WHAT TO PRODUCE
Only the lines starting at the one that contains "on clipboard in the photo above." and running to the end should be repeated, exactly as written.

DATASET EXCERPTS
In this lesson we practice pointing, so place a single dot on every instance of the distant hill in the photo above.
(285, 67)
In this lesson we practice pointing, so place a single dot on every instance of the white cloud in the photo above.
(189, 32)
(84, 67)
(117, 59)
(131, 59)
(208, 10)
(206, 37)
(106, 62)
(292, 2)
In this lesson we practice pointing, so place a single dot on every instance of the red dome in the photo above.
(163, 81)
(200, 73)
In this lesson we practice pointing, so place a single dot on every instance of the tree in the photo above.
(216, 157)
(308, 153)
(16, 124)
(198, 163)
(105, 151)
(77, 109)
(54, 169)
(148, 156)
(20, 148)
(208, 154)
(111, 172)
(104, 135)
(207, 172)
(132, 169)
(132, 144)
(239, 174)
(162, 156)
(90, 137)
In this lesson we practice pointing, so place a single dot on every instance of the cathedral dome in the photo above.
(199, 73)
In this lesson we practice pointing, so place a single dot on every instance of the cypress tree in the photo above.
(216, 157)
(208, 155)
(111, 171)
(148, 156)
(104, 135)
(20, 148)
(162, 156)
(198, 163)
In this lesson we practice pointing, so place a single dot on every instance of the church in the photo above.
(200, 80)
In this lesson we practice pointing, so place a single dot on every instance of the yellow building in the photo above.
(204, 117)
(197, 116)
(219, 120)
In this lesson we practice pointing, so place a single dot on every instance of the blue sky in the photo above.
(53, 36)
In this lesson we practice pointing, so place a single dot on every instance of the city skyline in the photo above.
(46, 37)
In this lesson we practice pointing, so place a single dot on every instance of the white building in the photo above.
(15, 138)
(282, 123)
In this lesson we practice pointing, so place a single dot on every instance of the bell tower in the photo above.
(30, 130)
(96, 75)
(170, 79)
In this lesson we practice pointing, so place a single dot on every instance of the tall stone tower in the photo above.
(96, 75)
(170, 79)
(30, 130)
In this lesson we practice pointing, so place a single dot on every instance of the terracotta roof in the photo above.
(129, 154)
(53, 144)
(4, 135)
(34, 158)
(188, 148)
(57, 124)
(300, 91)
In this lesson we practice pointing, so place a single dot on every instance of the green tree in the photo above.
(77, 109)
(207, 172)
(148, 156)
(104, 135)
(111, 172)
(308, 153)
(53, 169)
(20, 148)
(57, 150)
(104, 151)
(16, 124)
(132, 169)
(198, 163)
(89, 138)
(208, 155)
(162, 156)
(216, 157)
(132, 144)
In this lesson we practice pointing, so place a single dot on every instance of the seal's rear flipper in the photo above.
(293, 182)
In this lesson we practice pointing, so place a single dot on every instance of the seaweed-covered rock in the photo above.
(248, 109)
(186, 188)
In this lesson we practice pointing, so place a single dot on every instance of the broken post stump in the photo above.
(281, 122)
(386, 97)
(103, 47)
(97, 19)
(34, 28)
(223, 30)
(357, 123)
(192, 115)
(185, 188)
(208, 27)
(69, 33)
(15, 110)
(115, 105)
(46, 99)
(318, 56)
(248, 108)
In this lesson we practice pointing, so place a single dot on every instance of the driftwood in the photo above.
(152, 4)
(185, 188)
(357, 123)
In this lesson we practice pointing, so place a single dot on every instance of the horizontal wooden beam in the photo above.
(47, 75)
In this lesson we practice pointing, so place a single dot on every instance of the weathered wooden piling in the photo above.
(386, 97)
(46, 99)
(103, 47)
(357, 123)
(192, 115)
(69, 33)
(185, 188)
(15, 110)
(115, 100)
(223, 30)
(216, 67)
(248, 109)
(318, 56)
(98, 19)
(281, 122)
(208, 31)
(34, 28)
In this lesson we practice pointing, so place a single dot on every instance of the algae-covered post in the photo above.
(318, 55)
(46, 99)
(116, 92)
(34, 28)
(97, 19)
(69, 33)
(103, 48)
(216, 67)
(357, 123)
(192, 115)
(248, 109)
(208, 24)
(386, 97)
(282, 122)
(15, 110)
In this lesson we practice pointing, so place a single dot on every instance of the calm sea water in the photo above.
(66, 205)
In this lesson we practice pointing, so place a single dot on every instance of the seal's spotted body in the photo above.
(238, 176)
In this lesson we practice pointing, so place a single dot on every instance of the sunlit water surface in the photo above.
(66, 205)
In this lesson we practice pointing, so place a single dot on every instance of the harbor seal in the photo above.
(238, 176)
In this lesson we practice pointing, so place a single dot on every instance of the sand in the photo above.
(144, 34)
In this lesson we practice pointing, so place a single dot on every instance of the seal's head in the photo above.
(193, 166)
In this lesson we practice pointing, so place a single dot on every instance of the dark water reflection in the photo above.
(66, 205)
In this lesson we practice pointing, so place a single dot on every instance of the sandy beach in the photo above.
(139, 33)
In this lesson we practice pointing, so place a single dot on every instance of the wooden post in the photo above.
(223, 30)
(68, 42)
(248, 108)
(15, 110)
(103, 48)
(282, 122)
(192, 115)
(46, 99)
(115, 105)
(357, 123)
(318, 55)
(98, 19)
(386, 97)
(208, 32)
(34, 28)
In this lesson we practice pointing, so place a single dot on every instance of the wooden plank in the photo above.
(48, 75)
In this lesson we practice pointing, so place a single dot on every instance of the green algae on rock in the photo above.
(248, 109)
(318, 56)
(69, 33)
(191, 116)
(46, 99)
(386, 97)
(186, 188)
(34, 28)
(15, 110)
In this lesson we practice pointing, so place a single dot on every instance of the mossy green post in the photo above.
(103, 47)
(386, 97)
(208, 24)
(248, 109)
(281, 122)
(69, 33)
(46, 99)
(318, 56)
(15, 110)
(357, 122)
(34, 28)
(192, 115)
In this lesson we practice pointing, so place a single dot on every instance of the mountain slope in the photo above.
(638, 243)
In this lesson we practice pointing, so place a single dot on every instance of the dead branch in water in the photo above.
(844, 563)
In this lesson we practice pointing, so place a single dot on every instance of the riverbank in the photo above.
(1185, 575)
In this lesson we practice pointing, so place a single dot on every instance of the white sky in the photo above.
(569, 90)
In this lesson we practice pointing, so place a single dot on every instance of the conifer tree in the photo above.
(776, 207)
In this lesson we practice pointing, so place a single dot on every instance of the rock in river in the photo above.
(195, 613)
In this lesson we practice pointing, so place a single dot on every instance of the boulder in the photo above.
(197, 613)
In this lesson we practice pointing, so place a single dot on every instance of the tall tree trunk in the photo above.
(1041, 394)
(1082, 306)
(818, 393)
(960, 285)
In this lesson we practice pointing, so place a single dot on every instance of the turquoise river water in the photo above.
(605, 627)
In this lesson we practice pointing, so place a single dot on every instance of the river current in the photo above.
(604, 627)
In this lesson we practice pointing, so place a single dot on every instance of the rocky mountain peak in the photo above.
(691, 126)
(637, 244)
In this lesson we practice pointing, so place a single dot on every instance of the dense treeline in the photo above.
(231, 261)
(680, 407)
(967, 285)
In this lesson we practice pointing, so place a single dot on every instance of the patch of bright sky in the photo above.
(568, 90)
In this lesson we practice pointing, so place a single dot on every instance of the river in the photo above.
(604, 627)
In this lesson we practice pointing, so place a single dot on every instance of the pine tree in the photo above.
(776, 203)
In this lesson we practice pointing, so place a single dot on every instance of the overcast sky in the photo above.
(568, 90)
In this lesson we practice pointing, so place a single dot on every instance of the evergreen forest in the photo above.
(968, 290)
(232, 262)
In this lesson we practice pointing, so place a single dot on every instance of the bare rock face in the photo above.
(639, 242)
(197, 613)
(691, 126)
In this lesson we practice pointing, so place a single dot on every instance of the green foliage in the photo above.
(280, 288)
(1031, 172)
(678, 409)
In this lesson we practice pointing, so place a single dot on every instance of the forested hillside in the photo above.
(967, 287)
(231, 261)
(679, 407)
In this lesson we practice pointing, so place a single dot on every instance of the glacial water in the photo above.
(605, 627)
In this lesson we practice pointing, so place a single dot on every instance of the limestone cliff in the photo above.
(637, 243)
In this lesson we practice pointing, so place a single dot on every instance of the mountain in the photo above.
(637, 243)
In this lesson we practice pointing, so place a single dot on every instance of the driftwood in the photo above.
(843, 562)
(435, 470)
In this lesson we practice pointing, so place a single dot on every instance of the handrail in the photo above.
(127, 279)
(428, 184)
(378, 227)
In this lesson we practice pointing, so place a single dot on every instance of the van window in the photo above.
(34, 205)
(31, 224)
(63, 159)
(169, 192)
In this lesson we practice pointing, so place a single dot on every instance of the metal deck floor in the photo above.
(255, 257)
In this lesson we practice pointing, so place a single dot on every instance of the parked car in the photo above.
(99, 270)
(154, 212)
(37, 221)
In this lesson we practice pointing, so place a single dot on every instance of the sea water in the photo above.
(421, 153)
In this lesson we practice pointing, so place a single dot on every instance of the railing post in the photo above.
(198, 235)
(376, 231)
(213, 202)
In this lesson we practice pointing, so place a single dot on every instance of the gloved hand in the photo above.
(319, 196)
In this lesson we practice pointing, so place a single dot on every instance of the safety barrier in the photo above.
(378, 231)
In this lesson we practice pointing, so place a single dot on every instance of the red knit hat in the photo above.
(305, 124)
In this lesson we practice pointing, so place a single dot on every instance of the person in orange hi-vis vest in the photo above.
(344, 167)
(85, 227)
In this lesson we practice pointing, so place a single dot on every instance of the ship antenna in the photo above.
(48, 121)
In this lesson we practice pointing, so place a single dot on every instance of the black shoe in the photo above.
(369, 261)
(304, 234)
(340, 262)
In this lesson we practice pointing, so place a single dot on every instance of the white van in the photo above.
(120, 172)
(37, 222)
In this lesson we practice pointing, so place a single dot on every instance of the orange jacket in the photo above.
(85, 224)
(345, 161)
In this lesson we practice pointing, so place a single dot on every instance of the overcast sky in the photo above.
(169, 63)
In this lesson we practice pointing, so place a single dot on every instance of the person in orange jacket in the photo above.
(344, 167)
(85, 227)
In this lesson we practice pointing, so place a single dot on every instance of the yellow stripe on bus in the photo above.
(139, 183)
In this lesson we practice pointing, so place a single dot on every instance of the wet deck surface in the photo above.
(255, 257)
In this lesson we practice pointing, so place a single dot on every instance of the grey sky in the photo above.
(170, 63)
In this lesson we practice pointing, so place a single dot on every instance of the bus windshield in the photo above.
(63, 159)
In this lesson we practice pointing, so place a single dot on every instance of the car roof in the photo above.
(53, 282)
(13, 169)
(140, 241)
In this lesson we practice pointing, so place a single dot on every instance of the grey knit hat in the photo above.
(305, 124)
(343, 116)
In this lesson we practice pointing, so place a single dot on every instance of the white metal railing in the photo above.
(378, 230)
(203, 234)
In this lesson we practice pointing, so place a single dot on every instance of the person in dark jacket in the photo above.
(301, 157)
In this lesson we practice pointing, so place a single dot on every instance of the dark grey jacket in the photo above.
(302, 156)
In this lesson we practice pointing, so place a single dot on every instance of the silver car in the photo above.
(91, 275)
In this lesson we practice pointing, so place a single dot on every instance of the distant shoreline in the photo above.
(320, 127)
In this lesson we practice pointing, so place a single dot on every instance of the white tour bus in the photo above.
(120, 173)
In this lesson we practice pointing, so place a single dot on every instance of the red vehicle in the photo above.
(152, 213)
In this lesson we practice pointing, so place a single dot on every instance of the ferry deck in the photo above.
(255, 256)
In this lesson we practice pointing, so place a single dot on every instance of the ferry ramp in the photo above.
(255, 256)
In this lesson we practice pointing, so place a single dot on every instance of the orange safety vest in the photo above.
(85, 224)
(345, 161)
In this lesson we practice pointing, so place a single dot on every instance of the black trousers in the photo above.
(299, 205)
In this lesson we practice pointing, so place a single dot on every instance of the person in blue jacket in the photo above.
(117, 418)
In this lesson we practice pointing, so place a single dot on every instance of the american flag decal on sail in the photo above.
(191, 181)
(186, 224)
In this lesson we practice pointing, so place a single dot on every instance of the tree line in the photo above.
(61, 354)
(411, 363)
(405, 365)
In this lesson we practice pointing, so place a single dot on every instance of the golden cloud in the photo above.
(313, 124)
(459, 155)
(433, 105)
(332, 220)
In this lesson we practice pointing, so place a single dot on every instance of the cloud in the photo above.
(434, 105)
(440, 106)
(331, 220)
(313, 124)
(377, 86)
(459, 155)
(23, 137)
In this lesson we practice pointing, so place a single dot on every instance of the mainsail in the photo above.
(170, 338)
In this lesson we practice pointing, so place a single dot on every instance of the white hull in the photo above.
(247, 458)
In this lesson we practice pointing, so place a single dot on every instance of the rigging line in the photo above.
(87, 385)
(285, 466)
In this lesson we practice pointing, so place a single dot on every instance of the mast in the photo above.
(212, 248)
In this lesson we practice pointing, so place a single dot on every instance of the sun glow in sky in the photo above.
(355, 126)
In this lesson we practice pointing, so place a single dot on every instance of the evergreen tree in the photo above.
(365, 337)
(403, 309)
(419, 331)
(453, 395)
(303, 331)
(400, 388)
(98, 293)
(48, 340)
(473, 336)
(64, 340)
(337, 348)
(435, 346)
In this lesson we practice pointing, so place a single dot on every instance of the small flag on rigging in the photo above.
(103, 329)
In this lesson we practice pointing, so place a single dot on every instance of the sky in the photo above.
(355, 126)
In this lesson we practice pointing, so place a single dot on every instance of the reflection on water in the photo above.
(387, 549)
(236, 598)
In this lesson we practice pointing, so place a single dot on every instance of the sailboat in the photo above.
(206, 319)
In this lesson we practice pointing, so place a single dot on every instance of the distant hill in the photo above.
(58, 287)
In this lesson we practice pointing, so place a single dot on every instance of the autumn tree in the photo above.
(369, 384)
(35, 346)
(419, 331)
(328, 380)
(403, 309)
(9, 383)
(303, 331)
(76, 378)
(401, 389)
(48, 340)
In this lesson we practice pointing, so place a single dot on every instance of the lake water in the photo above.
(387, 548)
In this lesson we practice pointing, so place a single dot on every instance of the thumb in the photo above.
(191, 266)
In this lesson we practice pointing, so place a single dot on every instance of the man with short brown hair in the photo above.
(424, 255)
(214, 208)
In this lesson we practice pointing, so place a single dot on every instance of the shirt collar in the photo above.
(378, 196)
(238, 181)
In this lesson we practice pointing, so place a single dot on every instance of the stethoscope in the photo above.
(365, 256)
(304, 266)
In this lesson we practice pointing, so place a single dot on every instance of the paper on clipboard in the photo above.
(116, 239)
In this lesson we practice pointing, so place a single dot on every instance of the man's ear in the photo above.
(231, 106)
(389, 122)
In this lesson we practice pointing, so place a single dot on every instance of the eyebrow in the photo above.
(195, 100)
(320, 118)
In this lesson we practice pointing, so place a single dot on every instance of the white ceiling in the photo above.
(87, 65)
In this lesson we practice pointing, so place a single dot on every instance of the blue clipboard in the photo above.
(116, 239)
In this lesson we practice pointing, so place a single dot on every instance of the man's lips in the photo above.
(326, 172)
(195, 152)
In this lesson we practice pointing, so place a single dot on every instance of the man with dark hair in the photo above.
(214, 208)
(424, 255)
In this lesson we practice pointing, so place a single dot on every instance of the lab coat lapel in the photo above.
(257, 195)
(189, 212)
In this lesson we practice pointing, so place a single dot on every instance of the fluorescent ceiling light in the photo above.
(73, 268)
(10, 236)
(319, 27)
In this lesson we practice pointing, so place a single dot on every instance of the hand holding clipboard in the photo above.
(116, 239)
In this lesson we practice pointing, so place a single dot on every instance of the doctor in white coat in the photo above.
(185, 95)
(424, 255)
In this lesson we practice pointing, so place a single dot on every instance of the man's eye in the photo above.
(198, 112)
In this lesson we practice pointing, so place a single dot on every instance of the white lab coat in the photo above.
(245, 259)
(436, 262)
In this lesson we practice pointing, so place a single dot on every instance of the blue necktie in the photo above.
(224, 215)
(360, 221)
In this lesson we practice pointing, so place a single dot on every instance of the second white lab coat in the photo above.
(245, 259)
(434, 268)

EXERCISE OUTPUT
In this lesson we practice pointing, so place a single dot on every instance of the paper on clipboard in the photo above.
(116, 239)
In this lesson we practice pointing, so place a single dot on every instance of the man's ear in the photo above.
(231, 106)
(389, 122)
In this lesson we practice pointing, so place a single dot on every instance of the eyebrow in the photo above.
(195, 100)
(320, 118)
In this lesson we practice pointing, so place a single dot on every instance of the white ceiling in the photo above.
(87, 65)
In this lesson we practice pointing, so place a single dot on every instance of the blue clipboard in the photo above.
(116, 239)
In this lesson we practice pointing, so place a single dot on every instance of the man's lips in the photo above.
(326, 172)
(195, 152)
In this lesson we practice pointing, so place a single dot on every instance of the man with dark hair in the photo above.
(214, 208)
(424, 255)
In this lesson we practice pointing, so place a single dot on every instance of the lab coat lapel in the photo above.
(257, 195)
(189, 212)
In this lesson we practice pointing, so place a single dot on every instance of the fluorescent ceiling light in the photo above.
(73, 268)
(10, 236)
(319, 27)
In this lesson we practice pointing, so place a single dot on every instance of the hand holding clipboard in the photo above.
(116, 239)
In this lesson we practice pointing, so place a single dot on every instance of the doctor in white coat in the photo above.
(185, 95)
(424, 255)
In this lesson we practice pointing, so place a single dot on every instance of the man's eye in the photo above.
(198, 112)
In this lesson we practice pointing, so place a single dot on every instance of the white lab coat in the photo above.
(245, 259)
(436, 262)
In this lesson we practice pointing, so place a single dot on every instance of the blue necktie in the photo above.
(224, 215)
(360, 221)
In this lesson we practice pointing, so place a single dot on every instance of the second white lab coat in the photo above.
(245, 259)
(434, 268)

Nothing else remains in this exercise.